— WORK REQUIRED —
Everything in the records should be repeated exactly.
>>>>>
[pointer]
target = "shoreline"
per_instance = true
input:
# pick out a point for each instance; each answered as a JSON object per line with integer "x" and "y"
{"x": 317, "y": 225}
<<<<<
— ANSWER BELOW —
[pointer]
target = "shoreline"
per_instance = true
input:
# pick out a point for each instance; each answered as a JSON object per line with integer "x" and "y"
{"x": 317, "y": 225}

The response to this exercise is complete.